**Textabschnitt**.
22Die Klage ist begründet.
23Der angefochtene Bescheid ist rechtswidrig und verletzt den Kläger in seinen Rechten, vgl. § 100 Abs. 1 Satz 1 der Finanzgerichtsordnung –FGO-; der Beklagte hat die Günstigerprüfung nach § 31 EStG unzutreffend durchgeführt.
24Die steuerliche Freistellung eines Einkommensbetrages in Höhe des Existenzminimums eines Kindes wird im gesamten Veranlagungszeitraum entweder durch die Freibeträge nach § 32 Abs. 6 oder durch Kindergeld bewirkt, § 31 Satz 1 EStG. Bewirkt der Kindergeldanspruch die Freistellung nicht vollständig und werden deshalb bei der Veranlagung die Kinderfreibeträge abgezogen, erhöht sich gemäß § 31 Satz 4 EStG die unter Abzug dieser Freibeträge ermittelte Einkommensteuer um den Kindergeldanspruch; bei nicht zusammenveranlagten Eltern wird der Kindergeldanspruch im Umfang des Kinderfreibetrages angesetzt.

**Übungsaufgabe 1**. Nach welcher Vorschrift hat der Beklagte laut dem Textabschnitt die Günstigerprüfung unzutreffend durchgeführt?
**Übungsaufgabe 2**. Stelle den Teil der Datensätze, der mit der Zeile beginnt, die „Expected: one point per instance of the scooter handlebar, each“ enthält, und bis zum Ende der Datensätze reicht, als Markdown-Tabelle mit den Spalten „Nr“ und „Zeile“ dar. Lass dabei Leerzeilen weg.
Der Textabschnitt und die Datensätze stammen aus unterschiedlichen Quellen.

**Bereitgestellte Datensätze**.
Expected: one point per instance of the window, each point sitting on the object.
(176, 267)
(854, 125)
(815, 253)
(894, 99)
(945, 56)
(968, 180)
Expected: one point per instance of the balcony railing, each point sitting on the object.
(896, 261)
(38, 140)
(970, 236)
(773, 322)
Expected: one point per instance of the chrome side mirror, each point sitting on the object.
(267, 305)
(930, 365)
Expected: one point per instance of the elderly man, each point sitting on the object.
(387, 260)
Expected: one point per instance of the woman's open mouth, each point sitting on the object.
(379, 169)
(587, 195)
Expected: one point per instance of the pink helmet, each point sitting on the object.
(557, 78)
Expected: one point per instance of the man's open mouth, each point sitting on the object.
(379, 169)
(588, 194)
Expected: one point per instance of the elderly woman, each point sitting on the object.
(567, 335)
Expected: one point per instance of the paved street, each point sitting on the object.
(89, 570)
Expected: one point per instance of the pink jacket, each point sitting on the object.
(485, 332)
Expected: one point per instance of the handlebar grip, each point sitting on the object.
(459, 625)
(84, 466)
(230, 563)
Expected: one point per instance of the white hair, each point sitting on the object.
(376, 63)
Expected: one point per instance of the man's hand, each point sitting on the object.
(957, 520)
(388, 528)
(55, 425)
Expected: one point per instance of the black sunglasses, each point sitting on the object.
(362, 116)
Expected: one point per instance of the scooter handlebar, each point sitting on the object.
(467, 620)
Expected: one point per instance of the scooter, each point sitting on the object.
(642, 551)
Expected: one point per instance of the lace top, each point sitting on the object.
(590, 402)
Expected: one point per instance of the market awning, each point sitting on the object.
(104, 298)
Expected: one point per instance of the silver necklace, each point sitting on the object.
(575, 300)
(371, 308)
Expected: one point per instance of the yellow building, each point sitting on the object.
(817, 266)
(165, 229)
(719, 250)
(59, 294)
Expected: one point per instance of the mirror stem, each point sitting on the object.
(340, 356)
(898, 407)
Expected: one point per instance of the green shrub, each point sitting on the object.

**Schriftliche Antwort 1**. Nach § 31 EStG.

**Schriftliche Antwort 2**.
| Nr | Zeile |
|---|---|
| 1 | Expected: one point per instance of the scooter handlebar, each point sitting on the object. |
| 2 | (467, 620) |
| 3 | Expected: one point per instance of the scooter, each point sitting on the object. |
| 4 | (642, 551) |
| 5 | Expected: one point per instance of the lace top, each point sitting on the object. |
| 6 | (590, 402) |
| 7 | Expected: one point per instance of the market awning, each point sitting on the object. |
| 8 | (104, 298) |
| 9 | Expected: one point per instance of the silver necklace, each point sitting on the object. |
| 10 | (575, 300) |
| 11 | (371, 308) |
| 12 | Expected: one point per instance of the yellow building, each point sitting on the object. |
| 13 | (817, 266) |
| 14 | (165, 229) |
| 15 | (719, 250) |
| 16 | (59, 294) |
| 17 | Expected: one point per instance of the mirror stem, each point sitting on the object. |
| 18 | (340, 356) |
| 19 | (898, 407) |
| 20 | Expected: one point per instance of the green shrub, each point sitting on the object. |